_Задания_
- 1) Определите, соответствуют ли отрывку о событиях октября 1917 года утверждения ниже, и на каждое ответьте «да» или «нет», приведя решающие слова отрывка точной цитатой. (a) В состав Военно-революционного центра входил Дзержинский. (b) «Письмо членам ЦК» Ленин написал утром 24 октября. (c) Военно-революционный комитет Петроградского Совета работал под председательством Троцкого.
- 2) Масштабируйте часть листинга: начните со строки, где есть "Could you provide the mask of every instance of the pile", и закончите строкой с "91 17 L 102" включительно, перепишите только эти строки целиком вместе с запросами. Каждую координату в ответах умножьте на 0,5 и округлите до целого, половины округляя вверх.

_Выбранный отрывок_

◆ ◆ ◆ ◆

В этот же день – 16 октября 1917 г. – на заседании Центрального Комитета РСДРП(б), проходившего под председательством В.И. Ленина, было принято постановление: «ЦК организует Военно-революционный центр в следующем составе: Свердлов, Сталин, Бубнов, Урицкий и Дзержинский. Этот центр входит в состав революционного Советского комитета» [152].
Обратим особое внимание: ВРЦ входит в состав революционного Советского комитета! Здесь мы видим, что РСДРП(б) еще не руководит Петросоветом, а входит в Петросовет, как и ВРК, для подготовки вооруженного восстания с целью свержения Временного правительства, ликвидации в стране состояния двоевластия. Вместе с тем, поскольку во главе Петросовета с 25 сентября (8 октября) находился большевик Л.Д. Троцкий, то так уж и выходило, что именно ему, члену партии и были вручены Историей нити управления предстоящими событиями, именно ему по ленинскому плану и выпало осуществлять операцию низложения власти Временного правительства.
Кстати, весьма интересный документ был написан Лениным всего за сутки до штурма Зимнего дворца – вечером 24 октября. В «Письме членам ЦК», он, в частности, уведомлял своих сотоварищей: «Кто должен взять власть?
Это сейчас неважно: пусть ее возьмет Военно-революционный комитет “или другое учреждение”, которое заявит, что сдаст власть только истинным представителям интересов народа, интересов армии (предложение мира тотчас), интересов крестьян (землю взять должно тотчас, отменить частную собственность), интересов голодных» [153].
В высшей степени показательные строки! Они самым убедительным образом показывают, что не власти жаждал большевистский вождь, не удовлетворения своего персонального тщеславия, но того, чтобы в стране власть принадлежала «учреждению», которое являлось бы истинным представителем интересов народа, армии, крестьян. Жаль только, что очень скоро под интересами вышеотмеченных субъектов стали пониматься лишь те интересы, и удовлетворяться лишь те интересы, которые не противоречили идейно-классовым представлениям большевистского руководства.
Уже к 25 октября (7 ноября) Военно-революционный комитет Петроградского Совета рабочих и солдатских депутатов, работающий под председательством левого социалиста-революционера П.Е. Лазимира, установил непрерывное тесную связь с районными советами и войсковыми частями гарнизонов Петрограда и окрестностей; в связи с тем, что штаб Петроградского военного округа в ночь на 22-е октября отказался признавать Военно-Революционный Комитет и вести работу совместно с представителями Солдатской Секции Совета, в части гарнизона Петрограда и окрестностей разослал директиву, в которой утверждалось, что «никакие распоряжения по гарнизону, не подписанные Военно-Революционным Комитетом, недействительны» [154]; в интересах защиты революции и ее завоеваний от покушений со стороны контрреволюции, ВРК во все воинские части, особо важные учреждения и склады столицы и окрестностей назначил комиссаров [155]. В общем, работа кипела.

◆ ◆ ◆ ◆

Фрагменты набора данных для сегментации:
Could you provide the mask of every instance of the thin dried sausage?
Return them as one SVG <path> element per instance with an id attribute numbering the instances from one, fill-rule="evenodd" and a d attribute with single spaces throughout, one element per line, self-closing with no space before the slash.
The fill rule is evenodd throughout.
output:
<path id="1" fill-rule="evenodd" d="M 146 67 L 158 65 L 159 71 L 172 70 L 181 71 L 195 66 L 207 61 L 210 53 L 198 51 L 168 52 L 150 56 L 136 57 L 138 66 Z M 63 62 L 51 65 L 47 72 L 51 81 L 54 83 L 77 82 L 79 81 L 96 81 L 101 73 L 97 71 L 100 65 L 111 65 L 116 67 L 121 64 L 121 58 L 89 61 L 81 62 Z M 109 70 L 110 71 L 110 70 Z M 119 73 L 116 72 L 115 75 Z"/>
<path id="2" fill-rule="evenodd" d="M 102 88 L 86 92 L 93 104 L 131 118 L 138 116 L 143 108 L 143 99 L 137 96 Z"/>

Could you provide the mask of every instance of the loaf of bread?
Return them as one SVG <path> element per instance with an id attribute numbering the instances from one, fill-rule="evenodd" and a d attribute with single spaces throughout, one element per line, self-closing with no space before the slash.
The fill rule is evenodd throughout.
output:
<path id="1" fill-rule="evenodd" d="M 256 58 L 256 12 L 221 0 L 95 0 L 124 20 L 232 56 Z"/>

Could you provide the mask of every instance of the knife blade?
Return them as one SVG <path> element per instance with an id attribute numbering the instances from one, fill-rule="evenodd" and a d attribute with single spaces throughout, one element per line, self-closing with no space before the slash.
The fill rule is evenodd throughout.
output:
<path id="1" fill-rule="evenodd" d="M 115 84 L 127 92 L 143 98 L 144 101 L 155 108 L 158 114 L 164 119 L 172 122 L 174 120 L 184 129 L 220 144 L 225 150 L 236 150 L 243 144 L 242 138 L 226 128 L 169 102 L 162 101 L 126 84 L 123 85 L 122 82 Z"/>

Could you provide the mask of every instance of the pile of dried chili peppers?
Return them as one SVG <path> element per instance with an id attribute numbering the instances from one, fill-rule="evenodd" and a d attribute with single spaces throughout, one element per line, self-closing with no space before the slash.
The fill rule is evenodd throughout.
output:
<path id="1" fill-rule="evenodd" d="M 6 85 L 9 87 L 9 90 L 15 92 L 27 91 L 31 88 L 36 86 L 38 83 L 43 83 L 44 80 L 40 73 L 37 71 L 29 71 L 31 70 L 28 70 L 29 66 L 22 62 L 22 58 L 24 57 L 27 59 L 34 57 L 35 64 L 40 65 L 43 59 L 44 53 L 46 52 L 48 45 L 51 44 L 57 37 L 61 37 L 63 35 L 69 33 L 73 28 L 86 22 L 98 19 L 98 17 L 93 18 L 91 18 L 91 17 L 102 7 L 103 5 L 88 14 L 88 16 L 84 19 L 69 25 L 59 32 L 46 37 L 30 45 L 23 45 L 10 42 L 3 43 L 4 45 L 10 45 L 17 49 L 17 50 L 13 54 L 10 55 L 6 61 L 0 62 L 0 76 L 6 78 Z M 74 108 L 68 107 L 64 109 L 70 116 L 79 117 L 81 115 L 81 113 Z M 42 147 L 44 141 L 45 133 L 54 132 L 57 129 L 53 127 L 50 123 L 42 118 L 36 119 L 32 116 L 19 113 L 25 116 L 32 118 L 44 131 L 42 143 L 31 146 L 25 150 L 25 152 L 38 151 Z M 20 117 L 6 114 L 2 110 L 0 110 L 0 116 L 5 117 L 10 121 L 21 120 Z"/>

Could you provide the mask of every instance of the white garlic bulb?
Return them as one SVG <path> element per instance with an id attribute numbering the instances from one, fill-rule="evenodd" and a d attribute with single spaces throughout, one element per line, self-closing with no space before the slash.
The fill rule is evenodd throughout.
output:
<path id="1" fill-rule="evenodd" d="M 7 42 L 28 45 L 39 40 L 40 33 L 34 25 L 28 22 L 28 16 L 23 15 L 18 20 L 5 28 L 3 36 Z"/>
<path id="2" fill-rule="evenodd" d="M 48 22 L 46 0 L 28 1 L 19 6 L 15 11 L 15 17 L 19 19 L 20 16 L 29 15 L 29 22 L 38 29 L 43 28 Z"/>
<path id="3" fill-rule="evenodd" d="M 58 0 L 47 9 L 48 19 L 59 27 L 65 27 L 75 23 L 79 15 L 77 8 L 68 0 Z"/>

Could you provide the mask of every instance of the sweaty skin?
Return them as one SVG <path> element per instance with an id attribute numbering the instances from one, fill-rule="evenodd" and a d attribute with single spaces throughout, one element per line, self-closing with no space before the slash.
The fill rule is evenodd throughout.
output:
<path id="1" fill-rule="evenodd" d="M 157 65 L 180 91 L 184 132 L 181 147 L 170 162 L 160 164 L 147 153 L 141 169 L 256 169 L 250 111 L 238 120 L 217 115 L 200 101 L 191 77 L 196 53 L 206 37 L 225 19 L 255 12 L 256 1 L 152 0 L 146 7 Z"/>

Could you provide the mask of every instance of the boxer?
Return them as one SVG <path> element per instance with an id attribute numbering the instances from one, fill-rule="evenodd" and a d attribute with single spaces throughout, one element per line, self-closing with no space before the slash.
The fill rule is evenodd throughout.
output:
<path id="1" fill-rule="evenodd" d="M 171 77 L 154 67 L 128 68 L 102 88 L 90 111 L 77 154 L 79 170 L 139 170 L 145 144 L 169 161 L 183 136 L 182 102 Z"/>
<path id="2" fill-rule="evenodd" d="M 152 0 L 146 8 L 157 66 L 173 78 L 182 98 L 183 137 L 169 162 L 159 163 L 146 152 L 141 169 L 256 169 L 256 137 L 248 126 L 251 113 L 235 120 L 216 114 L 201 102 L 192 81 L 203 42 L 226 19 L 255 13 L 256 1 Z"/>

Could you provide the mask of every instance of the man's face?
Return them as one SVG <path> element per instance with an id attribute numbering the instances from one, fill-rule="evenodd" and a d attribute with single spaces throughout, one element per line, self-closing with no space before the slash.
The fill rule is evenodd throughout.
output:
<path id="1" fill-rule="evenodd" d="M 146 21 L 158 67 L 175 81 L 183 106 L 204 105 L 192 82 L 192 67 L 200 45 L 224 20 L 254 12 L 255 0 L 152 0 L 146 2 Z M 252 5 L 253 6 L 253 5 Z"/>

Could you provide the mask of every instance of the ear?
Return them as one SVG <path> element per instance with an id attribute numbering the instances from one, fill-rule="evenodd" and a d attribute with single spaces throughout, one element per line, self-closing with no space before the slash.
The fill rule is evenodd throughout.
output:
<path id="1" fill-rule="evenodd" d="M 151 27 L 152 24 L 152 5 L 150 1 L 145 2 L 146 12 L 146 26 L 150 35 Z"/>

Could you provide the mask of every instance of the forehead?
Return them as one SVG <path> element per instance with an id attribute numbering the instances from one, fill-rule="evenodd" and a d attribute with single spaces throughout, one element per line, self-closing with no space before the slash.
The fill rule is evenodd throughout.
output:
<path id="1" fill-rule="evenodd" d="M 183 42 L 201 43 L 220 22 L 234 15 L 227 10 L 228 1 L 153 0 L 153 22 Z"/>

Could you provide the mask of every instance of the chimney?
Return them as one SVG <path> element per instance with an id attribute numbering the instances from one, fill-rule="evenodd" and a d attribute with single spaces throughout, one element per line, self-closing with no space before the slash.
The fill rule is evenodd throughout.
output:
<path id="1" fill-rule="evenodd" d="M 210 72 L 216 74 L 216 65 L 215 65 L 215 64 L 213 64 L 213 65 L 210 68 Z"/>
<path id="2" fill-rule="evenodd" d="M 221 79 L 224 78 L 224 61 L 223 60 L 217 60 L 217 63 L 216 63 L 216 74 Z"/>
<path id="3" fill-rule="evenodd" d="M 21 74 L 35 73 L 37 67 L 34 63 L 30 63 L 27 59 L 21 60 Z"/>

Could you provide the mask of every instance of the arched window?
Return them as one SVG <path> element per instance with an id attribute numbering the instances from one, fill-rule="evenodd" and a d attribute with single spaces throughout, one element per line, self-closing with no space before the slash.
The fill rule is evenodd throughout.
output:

◆ ◆ ◆ ◆

_Ответы к заданиям_
- 1)
(a) Да: «Свердлов, Сталин, Бубнов, Урицкий и Дзержинский».
(b) Нет: «вечером 24 октября».
(c) Нет: «под председательством левого социалиста-революционера П.Е. Лазимира».

- 2)
Could you provide the mask of every instance of the pile of dried chili peppers?
Return them as one SVG <path> element per instance with an id attribute numbering the instances from one, fill-rule="evenodd" and a d attribute with single spaces throughout, one element per line, self-closing with no space before the slash.
The fill rule is evenodd throughout.
output:
<path id="1" fill-rule="evenodd" d="M 3 43 L 5 44 L 5 45 L 8 46 L 14 46 L 16 44 L 18 43 L 19 42 L 22 42 L 22 40 L 20 37 L 19 36 L 15 36 L 16 35 L 14 35 L 15 33 L 11 31 L 11 29 L 12 29 L 14 30 L 17 29 L 18 32 L 20 33 L 22 30 L 22 27 L 23 26 L 24 23 L 26 22 L 29 19 L 31 19 L 32 18 L 35 17 L 37 14 L 43 11 L 49 10 L 49 9 L 47 9 L 46 9 L 46 9 L 51 4 L 52 3 L 44 7 L 44 8 L 42 10 L 35 13 L 30 16 L 23 19 L 15 23 L 12 23 L 5 21 L 2 22 L 2 23 L 5 23 L 9 25 L 9 25 L 7 27 L 5 28 L 3 31 L 0 31 L 0 38 L 3 39 Z M 37 54 L 34 54 L 32 55 L 35 58 L 40 59 L 41 58 L 41 57 Z M 21 74 L 22 71 L 23 67 L 27 66 L 29 65 L 27 64 L 25 62 L 21 59 L 18 60 L 16 58 L 10 57 L 13 58 L 16 59 L 22 66 L 21 72 L 16 73 L 13 75 L 13 76 L 19 76 Z M 10 59 L 3 57 L 1 55 L 0 55 L 0 58 L 3 59 L 5 61 L 11 60 Z"/>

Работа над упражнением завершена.